◆ **Page text**
——————————

# How to prime a canister filter?



## Rex Grigg (Dec 10, 2002)

It really depends on the brand of filter. Most all of them come with directions. Many are self priming. But I can tell you that the old suck on the hose is not going to work. Once you attach the hoses to most filters they are pretty much on there for life.


----------



## GulfCoastAquarian (Jul 30, 2002)

One trick is to fill the canister as much as you can, assemble it, with both intake and outlet hoses submerged in the tank, and then plug it in. Tilt the canister to the side to submerge the impeller and it will start suction, pulling the air in the lines through. You might need to hold it on its side for a minute and tilt it upwards a few times to expunge the air, but it works and there's no nasty tank water in your mouth.


----------



## malkore (Nov 3, 2003)

——————————

◆ **Exercise tasks**
1. According to the canister filter thread, what method of priming will not work?
2. In the canister filter thread, reproduce the stretch from "## Rex Grigg" through "in your mouth.", switching "impeller" to "rotor".
3. Turn the paragraph of the canister filter thread that begins "One trick is to fill the canister" into a short list of steps, keeping its main facts.

——————————

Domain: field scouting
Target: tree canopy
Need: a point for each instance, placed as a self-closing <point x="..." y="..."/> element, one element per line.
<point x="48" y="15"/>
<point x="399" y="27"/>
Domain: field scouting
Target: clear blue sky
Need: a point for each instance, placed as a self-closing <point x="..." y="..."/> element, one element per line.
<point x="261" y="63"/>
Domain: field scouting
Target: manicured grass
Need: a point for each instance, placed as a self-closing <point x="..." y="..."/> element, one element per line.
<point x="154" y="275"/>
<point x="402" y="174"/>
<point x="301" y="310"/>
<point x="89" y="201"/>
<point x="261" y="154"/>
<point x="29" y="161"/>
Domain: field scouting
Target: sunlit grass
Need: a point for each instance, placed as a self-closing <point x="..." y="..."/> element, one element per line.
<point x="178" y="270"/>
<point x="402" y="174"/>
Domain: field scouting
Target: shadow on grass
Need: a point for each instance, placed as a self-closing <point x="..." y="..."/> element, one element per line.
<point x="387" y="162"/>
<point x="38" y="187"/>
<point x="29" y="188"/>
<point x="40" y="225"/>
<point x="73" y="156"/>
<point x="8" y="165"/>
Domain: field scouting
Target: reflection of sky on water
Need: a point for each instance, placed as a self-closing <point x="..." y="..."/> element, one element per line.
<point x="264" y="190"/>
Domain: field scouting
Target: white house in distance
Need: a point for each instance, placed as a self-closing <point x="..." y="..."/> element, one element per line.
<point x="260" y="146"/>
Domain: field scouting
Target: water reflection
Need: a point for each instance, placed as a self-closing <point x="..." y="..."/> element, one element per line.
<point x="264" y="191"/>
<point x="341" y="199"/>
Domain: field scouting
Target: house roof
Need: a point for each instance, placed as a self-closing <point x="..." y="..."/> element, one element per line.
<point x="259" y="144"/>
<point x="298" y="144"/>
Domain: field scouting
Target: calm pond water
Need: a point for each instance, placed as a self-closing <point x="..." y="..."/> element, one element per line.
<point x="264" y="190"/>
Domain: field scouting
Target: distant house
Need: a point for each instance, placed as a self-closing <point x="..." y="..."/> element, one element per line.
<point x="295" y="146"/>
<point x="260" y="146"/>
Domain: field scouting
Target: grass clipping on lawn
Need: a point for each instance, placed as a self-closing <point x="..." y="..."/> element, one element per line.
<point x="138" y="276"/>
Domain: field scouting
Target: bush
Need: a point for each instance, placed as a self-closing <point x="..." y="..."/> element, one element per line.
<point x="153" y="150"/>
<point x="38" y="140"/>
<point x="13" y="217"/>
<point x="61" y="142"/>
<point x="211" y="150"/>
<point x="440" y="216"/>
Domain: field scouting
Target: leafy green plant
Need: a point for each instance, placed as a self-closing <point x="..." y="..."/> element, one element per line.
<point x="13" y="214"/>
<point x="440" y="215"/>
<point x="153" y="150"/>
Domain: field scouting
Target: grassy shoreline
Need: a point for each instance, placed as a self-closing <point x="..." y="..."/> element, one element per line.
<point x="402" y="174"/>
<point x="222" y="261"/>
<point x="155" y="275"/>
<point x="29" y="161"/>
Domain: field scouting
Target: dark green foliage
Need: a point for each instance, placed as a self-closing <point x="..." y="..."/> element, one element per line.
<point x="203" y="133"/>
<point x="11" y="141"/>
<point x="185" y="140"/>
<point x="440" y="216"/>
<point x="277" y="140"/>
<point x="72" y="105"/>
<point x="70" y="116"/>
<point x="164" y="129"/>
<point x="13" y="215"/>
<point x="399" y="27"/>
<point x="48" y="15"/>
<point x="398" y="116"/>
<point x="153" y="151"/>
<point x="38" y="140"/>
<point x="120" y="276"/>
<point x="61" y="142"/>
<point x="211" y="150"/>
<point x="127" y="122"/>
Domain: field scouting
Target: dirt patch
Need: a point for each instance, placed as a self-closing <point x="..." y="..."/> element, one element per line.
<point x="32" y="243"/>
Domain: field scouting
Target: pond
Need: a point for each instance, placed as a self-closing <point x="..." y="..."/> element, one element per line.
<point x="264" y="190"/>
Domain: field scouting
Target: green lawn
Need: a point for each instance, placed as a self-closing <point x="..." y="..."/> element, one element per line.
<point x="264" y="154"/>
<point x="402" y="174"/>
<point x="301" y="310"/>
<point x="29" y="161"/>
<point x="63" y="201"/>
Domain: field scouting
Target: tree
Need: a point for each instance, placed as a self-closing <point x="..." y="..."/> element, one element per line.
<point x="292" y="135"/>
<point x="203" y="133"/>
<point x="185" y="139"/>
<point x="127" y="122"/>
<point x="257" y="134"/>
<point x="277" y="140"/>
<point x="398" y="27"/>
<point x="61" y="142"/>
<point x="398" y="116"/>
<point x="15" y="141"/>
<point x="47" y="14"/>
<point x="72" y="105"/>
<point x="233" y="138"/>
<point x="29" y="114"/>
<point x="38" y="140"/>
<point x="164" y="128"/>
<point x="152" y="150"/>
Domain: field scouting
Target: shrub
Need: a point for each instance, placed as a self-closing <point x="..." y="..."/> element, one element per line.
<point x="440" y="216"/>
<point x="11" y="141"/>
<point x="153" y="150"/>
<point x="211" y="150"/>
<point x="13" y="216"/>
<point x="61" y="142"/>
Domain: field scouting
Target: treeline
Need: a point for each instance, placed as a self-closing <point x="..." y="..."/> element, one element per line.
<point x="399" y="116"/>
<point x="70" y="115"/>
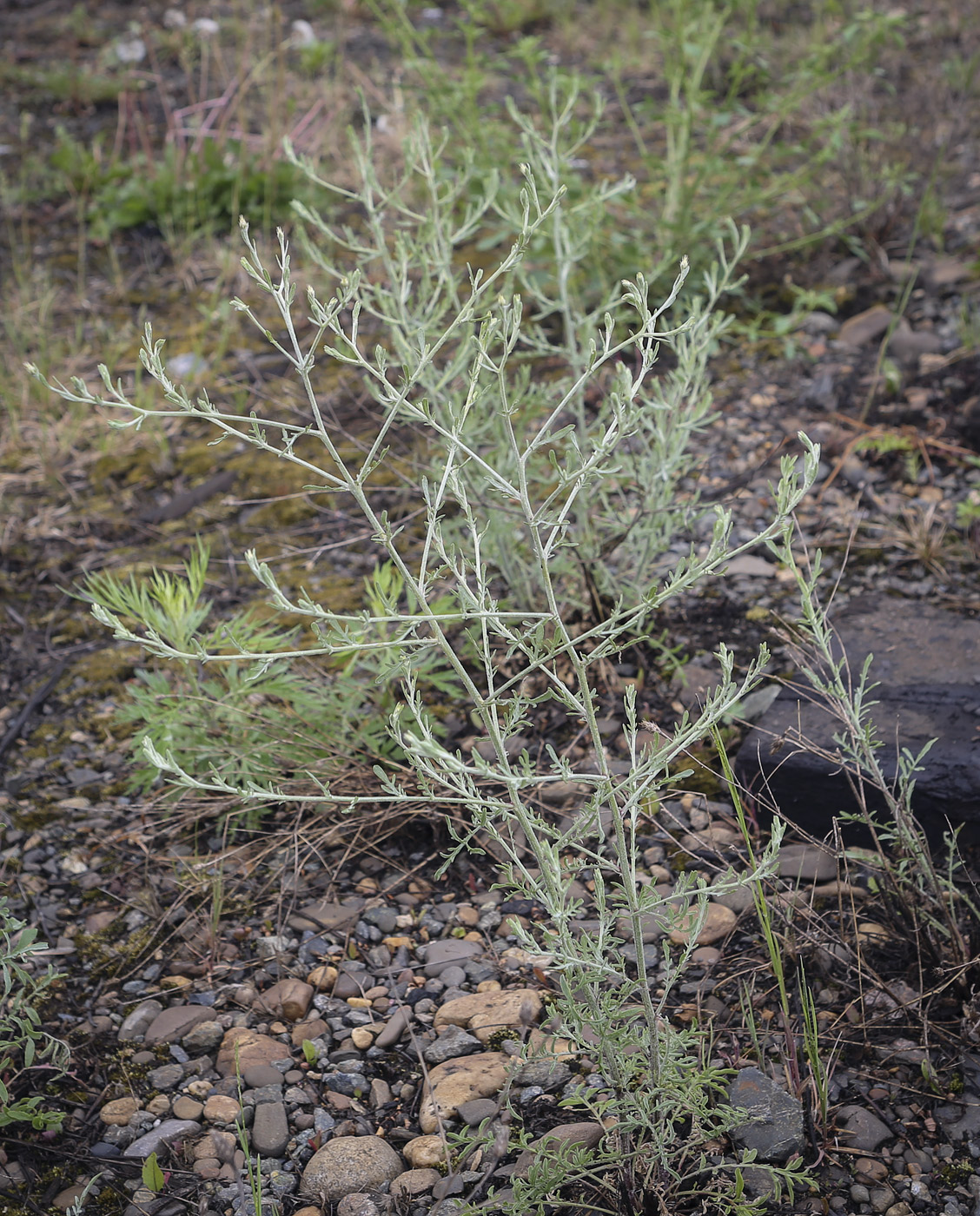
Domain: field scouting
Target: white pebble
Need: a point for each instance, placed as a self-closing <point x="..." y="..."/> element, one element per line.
<point x="303" y="34"/>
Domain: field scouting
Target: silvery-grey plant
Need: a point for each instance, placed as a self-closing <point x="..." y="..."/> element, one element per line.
<point x="520" y="478"/>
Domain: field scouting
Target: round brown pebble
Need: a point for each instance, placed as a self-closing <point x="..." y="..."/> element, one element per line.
<point x="118" y="1113"/>
<point x="718" y="923"/>
<point x="219" y="1109"/>
<point x="188" y="1108"/>
<point x="868" y="1170"/>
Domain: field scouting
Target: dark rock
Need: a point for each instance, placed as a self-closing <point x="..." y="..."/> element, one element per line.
<point x="453" y="1041"/>
<point x="167" y="1076"/>
<point x="449" y="951"/>
<point x="163" y="1136"/>
<point x="927" y="664"/>
<point x="775" y="1119"/>
<point x="174" y="1023"/>
<point x="270" y="1130"/>
<point x="862" y="1128"/>
<point x="139" y="1021"/>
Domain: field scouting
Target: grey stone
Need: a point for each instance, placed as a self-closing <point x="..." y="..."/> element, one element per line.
<point x="927" y="664"/>
<point x="167" y="1076"/>
<point x="864" y="1130"/>
<point x="585" y="1134"/>
<point x="775" y="1119"/>
<point x="961" y="1120"/>
<point x="358" y="1206"/>
<point x="204" y="1037"/>
<point x="259" y="1076"/>
<point x="394" y="1028"/>
<point x="447" y="952"/>
<point x="137" y="1021"/>
<point x="163" y="1136"/>
<point x="348" y="1165"/>
<point x="451" y="1042"/>
<point x="270" y="1128"/>
<point x="474" y="1112"/>
<point x="546" y="1074"/>
<point x="806" y="863"/>
<point x="328" y="917"/>
<point x="414" y="1182"/>
<point x="174" y="1023"/>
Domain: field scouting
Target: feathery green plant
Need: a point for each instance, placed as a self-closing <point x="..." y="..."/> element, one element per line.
<point x="526" y="478"/>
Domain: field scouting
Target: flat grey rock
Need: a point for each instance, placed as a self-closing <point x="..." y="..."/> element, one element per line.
<point x="270" y="1130"/>
<point x="927" y="664"/>
<point x="773" y="1124"/>
<point x="163" y="1136"/>
<point x="862" y="1128"/>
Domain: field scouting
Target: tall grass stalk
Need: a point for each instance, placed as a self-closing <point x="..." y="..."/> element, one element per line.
<point x="453" y="353"/>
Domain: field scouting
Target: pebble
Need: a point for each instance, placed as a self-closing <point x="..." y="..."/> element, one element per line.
<point x="161" y="1137"/>
<point x="118" y="1113"/>
<point x="347" y="1165"/>
<point x="862" y="1128"/>
<point x="270" y="1130"/>
<point x="718" y="922"/>
<point x="173" y="1024"/>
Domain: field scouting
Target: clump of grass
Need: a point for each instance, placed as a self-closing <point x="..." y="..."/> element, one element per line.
<point x="508" y="455"/>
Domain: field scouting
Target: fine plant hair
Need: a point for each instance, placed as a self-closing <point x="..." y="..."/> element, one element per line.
<point x="554" y="465"/>
<point x="904" y="869"/>
<point x="26" y="1049"/>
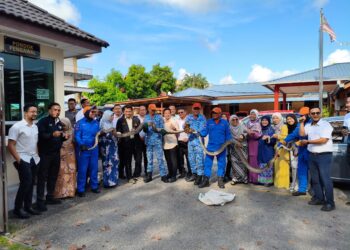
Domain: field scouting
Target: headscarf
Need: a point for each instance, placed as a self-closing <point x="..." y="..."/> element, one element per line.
<point x="236" y="130"/>
<point x="254" y="125"/>
<point x="278" y="127"/>
<point x="66" y="122"/>
<point x="105" y="122"/>
<point x="292" y="127"/>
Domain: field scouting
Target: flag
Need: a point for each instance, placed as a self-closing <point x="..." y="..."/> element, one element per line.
<point x="326" y="28"/>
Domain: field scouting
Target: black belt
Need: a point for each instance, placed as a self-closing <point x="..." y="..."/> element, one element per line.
<point x="322" y="153"/>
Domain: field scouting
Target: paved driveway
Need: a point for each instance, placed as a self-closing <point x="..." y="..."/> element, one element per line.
<point x="169" y="216"/>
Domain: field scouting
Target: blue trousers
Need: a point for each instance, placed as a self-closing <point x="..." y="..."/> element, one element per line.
<point x="158" y="150"/>
<point x="88" y="160"/>
<point x="208" y="164"/>
<point x="302" y="173"/>
<point x="196" y="157"/>
<point x="320" y="170"/>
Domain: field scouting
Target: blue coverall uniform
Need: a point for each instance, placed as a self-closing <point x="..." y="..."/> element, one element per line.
<point x="195" y="151"/>
<point x="154" y="144"/>
<point x="303" y="156"/>
<point x="218" y="133"/>
<point x="85" y="133"/>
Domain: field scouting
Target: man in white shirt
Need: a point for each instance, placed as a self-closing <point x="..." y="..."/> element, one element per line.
<point x="22" y="144"/>
<point x="320" y="146"/>
<point x="80" y="115"/>
<point x="183" y="144"/>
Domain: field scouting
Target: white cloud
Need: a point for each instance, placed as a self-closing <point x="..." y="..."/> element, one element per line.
<point x="212" y="45"/>
<point x="338" y="56"/>
<point x="182" y="73"/>
<point x="319" y="3"/>
<point x="227" y="80"/>
<point x="123" y="59"/>
<point x="194" y="6"/>
<point x="262" y="74"/>
<point x="61" y="8"/>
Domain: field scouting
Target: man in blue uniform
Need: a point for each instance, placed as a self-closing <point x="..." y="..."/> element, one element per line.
<point x="154" y="143"/>
<point x="85" y="133"/>
<point x="219" y="132"/>
<point x="196" y="121"/>
<point x="303" y="156"/>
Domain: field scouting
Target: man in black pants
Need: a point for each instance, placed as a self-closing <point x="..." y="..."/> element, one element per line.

——————————

◆ **Exercise answers**
1. The old method of sucking on the hose.

2.
## Rex Grigg (Dec 10, 2002)

It really depends on the brand of filter. Most all of them come with directions. Many are self priming. But I can tell you that the old suck on the hose is not going to work. Once you attach the hoses to most filters they are pretty much on there for life.


----------



## GulfCoastAquarian (Jul 30, 2002)

One trick is to fill the canister as much as you can, assemble it, with both intake and outlet hoses submerged in the tank, and then plug it in. Tilt the canister to the side to submerge the rotor and it will start suction, pulling the air in the lines through. You might need to hold it on its side for a minute and tilt it upwards a few times to expunge the air, but it works and there's no nasty tank water in your mouth.

3.
- Fill the canister as much as you can.
- Assemble it with both the intake and outlet hoses submerged in the tank.
- Plug it in.
- Tilt the canister to the side to submerge the impeller so it starts suction and pulls the air through the lines.
- If needed, hold it on its side for a minute and tilt it upward a few times to expel the air.
- This method keeps tank water out of your mouth.